---- Source material
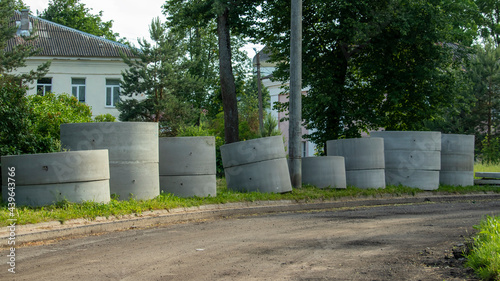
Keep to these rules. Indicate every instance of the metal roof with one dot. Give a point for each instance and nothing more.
(55, 40)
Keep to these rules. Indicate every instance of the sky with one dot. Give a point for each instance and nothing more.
(131, 18)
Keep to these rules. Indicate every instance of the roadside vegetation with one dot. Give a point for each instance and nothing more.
(484, 257)
(63, 211)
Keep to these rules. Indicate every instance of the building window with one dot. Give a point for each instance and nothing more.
(112, 92)
(43, 86)
(304, 149)
(78, 88)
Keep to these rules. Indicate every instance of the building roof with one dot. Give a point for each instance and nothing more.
(55, 40)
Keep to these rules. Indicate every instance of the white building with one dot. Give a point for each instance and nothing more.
(86, 66)
(278, 95)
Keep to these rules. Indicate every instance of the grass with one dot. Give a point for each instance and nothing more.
(484, 257)
(63, 211)
(478, 167)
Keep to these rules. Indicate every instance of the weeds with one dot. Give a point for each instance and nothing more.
(64, 210)
(484, 257)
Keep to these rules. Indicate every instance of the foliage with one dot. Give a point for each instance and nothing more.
(18, 128)
(18, 133)
(370, 64)
(485, 74)
(72, 13)
(63, 211)
(52, 110)
(230, 17)
(484, 257)
(489, 22)
(490, 152)
(204, 130)
(104, 118)
(270, 126)
(15, 57)
(159, 72)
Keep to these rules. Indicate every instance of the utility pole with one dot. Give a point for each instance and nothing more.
(259, 87)
(295, 108)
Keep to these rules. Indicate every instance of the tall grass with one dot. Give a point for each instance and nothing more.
(63, 211)
(479, 167)
(484, 257)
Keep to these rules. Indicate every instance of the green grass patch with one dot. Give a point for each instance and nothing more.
(484, 257)
(478, 167)
(63, 211)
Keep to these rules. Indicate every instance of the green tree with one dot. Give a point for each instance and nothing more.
(17, 133)
(370, 64)
(76, 15)
(485, 74)
(489, 20)
(159, 71)
(230, 17)
(53, 110)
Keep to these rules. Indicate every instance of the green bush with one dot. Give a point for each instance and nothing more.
(105, 118)
(201, 131)
(490, 153)
(19, 125)
(484, 257)
(53, 110)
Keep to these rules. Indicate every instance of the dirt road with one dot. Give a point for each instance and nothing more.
--------
Print every entry above again without changing a word, and omit the pictures.

= Your response =
Keep to these rules. Indicate every instance of the metal roof with one dot. Give a point for each instance and nothing more.
(55, 40)
Keep to these rules. Indicate every instance of the sky with one dot. Give a point for each instance and nothing more.
(131, 18)
Keep to these rules. Indicate every instance of the roadside vegetation with one dot. Give a point for each instance and nothing more.
(484, 257)
(63, 211)
Keep to these rules. Indicate every instance of the building window with one dot. Give a point for each instance and nothing more.
(112, 92)
(43, 86)
(304, 149)
(78, 88)
Keep to these rules. Indicate every instance of the building roof with one dot. Give a point for each instance and nothing more.
(55, 40)
Keep to these rules. Indicate every instance of the white building with one dot. Give a point for each instance and nothing more.
(86, 66)
(278, 95)
Keep to these rules. Indicate every instance of the grass with one dot. Give a point for each instance and nothing more.
(484, 257)
(63, 211)
(478, 167)
Keep to these rules. Indicate every instance of the weeds with one dot. Give a point for each instance and nothing more.
(64, 210)
(484, 257)
Keep to these rules. Indicate every instance of the foliage with one dot. Give a point for each instance and nothing more.
(18, 128)
(18, 133)
(370, 64)
(485, 74)
(72, 13)
(63, 211)
(52, 110)
(230, 17)
(484, 257)
(489, 22)
(490, 152)
(204, 130)
(104, 118)
(270, 126)
(15, 57)
(159, 72)
Keep to these rules. Indicate every instance of the utility pole with one dot. Give a point for each instance and nothing more.
(259, 87)
(295, 108)
Keep to these rules. Indicate every instance of the tall grass with one dot. Give a point for each instance and nothing more.
(63, 211)
(479, 167)
(484, 257)
Keep to these rules. Indicate every instance of the green grass patch with one dot. Give a point for each instance and nothing more.
(484, 257)
(478, 167)
(63, 211)
Keep to these rules. Indicate every instance of the green tree with one dot. Give a point for each instance and nothing more.
(17, 133)
(370, 64)
(76, 15)
(485, 74)
(489, 20)
(159, 71)
(230, 17)
(53, 110)
Keep to these rules. Indicate every instance of the green bush with one dot. Give a point for each instance and nothing more.
(105, 118)
(201, 131)
(490, 153)
(19, 125)
(484, 257)
(53, 110)
Keep to these rules. Indicate every instance of the dirt road with one dot. Give a point for each instance and nothing more.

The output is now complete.